- _REQUIREMENT_:
The response should consist solely of the lines running from the line with "Identify a point for each instance of the clock" to the end of the data, retyped exactly.

[PROVIDED RECORDS — start]

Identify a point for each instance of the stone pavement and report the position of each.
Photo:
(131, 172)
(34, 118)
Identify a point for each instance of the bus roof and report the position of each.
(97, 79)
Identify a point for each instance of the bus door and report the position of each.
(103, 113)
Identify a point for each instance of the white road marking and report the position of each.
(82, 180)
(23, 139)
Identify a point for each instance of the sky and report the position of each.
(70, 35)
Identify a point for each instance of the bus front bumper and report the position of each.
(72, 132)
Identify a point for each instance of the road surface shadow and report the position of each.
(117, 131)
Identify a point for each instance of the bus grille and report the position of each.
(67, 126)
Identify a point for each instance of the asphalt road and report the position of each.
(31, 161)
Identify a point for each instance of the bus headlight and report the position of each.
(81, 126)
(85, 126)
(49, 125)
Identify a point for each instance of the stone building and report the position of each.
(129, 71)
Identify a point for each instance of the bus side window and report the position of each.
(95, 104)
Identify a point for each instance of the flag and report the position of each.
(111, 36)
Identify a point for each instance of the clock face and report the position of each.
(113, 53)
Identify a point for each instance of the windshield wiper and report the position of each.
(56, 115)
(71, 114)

[PROVIDED RECORDS — finish]

- _ANSWER SPACE_:
Identify a point for each instance of the clock face and report the position of each.
(113, 53)
Identify a point for each instance of the windshield wiper and report the position of each.
(56, 115)
(71, 114)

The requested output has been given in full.